-- begin --

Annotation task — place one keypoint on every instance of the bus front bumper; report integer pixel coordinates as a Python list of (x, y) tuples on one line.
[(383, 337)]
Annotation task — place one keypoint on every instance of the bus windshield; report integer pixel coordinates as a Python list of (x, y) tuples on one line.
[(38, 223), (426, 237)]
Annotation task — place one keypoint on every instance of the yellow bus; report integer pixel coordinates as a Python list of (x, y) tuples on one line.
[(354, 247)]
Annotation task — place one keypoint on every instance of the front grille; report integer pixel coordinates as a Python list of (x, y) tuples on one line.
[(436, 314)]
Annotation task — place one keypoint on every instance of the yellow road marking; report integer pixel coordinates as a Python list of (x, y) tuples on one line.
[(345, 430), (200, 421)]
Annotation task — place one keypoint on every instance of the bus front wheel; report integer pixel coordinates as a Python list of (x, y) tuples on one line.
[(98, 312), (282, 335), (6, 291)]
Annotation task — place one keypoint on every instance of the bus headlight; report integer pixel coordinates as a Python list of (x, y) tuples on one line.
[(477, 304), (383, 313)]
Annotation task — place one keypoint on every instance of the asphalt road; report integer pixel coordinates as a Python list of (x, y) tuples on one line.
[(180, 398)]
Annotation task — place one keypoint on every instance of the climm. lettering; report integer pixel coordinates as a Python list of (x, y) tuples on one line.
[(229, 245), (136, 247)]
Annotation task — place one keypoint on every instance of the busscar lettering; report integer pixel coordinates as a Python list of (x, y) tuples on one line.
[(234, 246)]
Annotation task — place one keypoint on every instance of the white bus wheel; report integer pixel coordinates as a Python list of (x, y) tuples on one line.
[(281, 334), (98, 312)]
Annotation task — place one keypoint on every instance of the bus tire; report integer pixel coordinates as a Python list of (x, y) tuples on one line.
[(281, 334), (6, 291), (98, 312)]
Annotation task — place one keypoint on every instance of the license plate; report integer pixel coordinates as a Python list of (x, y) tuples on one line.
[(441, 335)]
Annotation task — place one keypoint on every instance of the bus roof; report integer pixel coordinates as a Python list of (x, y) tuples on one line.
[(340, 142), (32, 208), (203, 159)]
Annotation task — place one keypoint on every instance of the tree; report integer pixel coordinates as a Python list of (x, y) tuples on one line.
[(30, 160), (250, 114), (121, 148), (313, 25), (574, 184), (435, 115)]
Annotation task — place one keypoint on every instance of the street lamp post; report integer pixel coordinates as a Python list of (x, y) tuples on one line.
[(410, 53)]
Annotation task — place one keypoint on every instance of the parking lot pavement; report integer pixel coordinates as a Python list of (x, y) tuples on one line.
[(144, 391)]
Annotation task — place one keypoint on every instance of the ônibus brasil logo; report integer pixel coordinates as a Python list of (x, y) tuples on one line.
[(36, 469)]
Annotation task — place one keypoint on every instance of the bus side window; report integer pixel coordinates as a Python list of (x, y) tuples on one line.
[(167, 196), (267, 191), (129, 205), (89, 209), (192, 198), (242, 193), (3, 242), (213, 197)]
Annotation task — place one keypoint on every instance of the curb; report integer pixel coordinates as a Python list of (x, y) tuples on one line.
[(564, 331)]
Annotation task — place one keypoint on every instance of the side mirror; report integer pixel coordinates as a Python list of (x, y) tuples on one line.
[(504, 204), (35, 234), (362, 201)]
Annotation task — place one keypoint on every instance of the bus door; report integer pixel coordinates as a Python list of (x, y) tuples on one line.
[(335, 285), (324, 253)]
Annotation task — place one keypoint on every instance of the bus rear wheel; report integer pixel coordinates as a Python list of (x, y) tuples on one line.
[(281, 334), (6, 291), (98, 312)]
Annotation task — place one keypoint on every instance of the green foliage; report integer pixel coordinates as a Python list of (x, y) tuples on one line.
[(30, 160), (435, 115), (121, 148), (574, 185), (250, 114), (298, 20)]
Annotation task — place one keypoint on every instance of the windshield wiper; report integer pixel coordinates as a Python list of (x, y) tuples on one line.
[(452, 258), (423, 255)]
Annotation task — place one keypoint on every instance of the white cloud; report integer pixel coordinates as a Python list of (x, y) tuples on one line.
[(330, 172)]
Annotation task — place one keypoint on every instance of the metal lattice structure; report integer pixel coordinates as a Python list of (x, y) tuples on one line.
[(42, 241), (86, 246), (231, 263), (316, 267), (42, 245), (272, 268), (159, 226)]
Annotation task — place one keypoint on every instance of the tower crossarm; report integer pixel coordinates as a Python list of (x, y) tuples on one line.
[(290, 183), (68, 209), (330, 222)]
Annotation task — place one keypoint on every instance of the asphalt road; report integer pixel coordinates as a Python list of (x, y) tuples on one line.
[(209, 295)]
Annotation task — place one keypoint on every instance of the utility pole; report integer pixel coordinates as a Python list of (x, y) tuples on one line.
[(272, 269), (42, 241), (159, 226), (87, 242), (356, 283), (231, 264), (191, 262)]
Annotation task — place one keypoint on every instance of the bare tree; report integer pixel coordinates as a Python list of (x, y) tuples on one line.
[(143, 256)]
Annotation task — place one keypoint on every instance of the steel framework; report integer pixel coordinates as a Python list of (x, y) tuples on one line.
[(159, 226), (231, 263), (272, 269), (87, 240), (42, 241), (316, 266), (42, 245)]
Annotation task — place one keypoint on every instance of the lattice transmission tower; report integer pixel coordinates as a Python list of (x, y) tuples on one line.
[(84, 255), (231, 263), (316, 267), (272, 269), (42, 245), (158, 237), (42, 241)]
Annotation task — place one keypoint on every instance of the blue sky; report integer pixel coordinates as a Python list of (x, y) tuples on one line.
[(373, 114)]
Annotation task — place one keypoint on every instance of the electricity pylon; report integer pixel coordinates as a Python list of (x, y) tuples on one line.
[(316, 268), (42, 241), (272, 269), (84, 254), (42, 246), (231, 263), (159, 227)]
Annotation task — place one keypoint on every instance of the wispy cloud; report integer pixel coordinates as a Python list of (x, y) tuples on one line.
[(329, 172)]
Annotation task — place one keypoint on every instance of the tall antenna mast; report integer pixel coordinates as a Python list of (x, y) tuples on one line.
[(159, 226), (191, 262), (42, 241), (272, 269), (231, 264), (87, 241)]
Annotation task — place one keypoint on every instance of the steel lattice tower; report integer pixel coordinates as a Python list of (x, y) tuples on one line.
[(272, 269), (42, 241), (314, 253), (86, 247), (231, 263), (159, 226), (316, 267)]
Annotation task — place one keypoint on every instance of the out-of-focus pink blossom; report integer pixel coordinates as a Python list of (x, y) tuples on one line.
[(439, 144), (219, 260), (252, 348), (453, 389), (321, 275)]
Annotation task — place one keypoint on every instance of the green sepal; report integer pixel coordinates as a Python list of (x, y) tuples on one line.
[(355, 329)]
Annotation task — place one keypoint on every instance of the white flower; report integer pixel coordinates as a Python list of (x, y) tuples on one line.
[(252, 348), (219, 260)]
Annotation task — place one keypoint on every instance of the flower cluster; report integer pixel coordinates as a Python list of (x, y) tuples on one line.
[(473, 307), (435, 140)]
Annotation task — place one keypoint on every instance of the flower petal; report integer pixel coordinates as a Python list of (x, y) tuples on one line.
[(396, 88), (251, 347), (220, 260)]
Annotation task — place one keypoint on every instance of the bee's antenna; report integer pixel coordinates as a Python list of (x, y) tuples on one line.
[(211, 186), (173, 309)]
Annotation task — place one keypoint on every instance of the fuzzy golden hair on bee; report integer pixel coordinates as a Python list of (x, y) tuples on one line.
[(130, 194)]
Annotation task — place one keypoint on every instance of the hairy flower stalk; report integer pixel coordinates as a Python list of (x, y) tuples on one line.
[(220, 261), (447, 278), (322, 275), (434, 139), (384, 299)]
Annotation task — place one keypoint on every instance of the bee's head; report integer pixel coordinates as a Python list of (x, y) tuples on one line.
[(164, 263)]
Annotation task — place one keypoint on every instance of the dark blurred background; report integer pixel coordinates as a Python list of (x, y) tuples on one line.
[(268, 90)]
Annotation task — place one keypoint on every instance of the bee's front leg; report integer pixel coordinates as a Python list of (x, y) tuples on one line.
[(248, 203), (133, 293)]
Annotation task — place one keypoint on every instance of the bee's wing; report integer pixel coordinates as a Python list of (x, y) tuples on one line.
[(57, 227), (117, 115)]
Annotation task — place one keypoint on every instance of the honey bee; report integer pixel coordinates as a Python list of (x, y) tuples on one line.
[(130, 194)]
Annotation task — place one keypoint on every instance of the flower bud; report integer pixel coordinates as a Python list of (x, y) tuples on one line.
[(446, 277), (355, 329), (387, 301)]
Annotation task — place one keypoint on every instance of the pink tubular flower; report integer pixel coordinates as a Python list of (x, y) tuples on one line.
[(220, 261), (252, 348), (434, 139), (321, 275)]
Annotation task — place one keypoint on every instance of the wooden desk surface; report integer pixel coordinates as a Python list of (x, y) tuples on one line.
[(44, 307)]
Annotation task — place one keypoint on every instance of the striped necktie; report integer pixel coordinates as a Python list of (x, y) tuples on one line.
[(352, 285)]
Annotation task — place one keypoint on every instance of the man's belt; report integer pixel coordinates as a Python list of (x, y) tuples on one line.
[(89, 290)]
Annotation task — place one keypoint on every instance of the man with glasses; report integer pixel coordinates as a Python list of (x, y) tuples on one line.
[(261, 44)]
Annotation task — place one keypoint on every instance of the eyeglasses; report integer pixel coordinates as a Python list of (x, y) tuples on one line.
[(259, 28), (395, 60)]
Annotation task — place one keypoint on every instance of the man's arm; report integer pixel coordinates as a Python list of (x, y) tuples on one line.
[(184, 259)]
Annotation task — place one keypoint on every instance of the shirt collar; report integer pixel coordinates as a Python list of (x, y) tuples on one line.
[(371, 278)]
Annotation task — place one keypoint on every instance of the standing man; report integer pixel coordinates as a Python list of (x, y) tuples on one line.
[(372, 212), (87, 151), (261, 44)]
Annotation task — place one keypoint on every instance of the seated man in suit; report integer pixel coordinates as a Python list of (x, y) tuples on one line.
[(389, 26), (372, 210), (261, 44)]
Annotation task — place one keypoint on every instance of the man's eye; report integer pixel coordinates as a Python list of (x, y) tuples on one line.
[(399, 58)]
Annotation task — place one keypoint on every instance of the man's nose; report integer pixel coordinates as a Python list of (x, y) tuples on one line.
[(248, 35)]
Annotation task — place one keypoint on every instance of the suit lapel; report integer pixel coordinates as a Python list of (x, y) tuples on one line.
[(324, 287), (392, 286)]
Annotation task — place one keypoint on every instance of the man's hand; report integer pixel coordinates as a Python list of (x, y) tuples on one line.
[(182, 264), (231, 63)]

-- end --

What to do
Copy the material above word for word, starting with the line that contains "of the hairy" and going on through the line that contains "[(352, 285)]". Include both of those lines.

Finished answer
Annotation task — place one keypoint on every instance of the hairy flower stalk; report integer pixel coordinates as a Python list of (x, y) tuples on one line.
[(220, 261), (447, 278), (322, 275), (434, 139), (384, 299)]
Annotation task — place one keypoint on every instance of the bee's head; report integer pixel coordinates as a Python list of (x, y) tuples on one line.
[(164, 263)]
Annotation task — place one keypoint on every instance of the dark blurred background; report integer pixel coordinates as a Python list of (x, y) tuples on one line.
[(268, 90)]
Annotation task — place one keypoint on every instance of the bee's front leg; report integer pixel coordinates as a Python list of (x, y) tuples on one line.
[(248, 203), (133, 293)]
Annotation task — place one keypoint on every instance of the bee's wing; report integer pixel coordinates as a Python list of (x, y) tuples on one line.
[(57, 227), (117, 115)]
Annotation task — place one keypoint on every instance of the honey bee; report integer pixel coordinates as a Python list of (x, y) tuples on one line.
[(130, 194)]
Annotation task — place one keypoint on every instance of the flower bud; report integer pixel coordinates as a Python list of (x, y) tuples on one line.
[(446, 277), (355, 329), (387, 301)]
Annotation task — place one keypoint on every instance of the pink tubular flower; report integer pixel coordinates as a Python list of (x, y) tuples on one line.
[(220, 261), (252, 348), (434, 139), (321, 275)]
Annotation task — place one keypoint on every instance of the wooden desk surface; report integer pixel coordinates as a Python list of (x, y) tuples on one line.
[(44, 307)]
Annotation task — place one keypoint on every instance of the striped necktie; report integer pixel coordinates as a Python list of (x, y) tuples on one line.
[(352, 285)]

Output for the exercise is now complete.